To do: Every line of the listing is returned unchanged, and every picture is dropped.

§

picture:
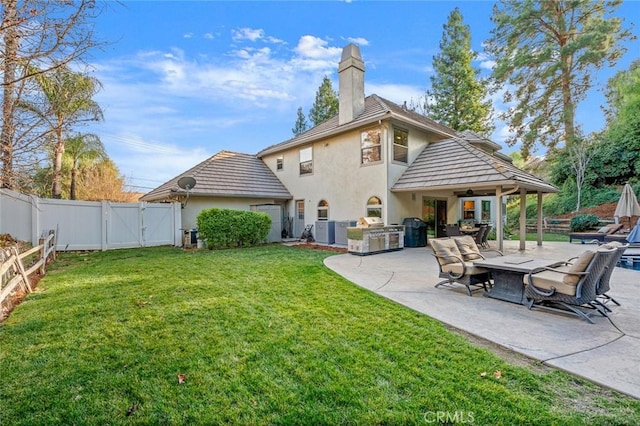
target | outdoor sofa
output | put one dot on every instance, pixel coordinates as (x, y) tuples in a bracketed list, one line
[(455, 257), (574, 286)]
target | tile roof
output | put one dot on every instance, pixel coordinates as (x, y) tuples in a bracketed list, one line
[(456, 163), (375, 108), (226, 174)]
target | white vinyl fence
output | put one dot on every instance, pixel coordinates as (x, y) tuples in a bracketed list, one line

§

Exercise result:
picture:
target | outdoor sofa
output | put one dot on every instance, pixel coordinates as (x, y) tuples in a bracketed list, one line
[(455, 257), (574, 286)]
target | tile roof
output | put one dot on every instance, pixel coordinates as (x, y) tuples in a bracketed list, one line
[(456, 163), (375, 108), (226, 174)]
target | white vinyl fence
output | put one dot on every instance, pixel coordinates as (x, y) tuples in a bracketed list, one line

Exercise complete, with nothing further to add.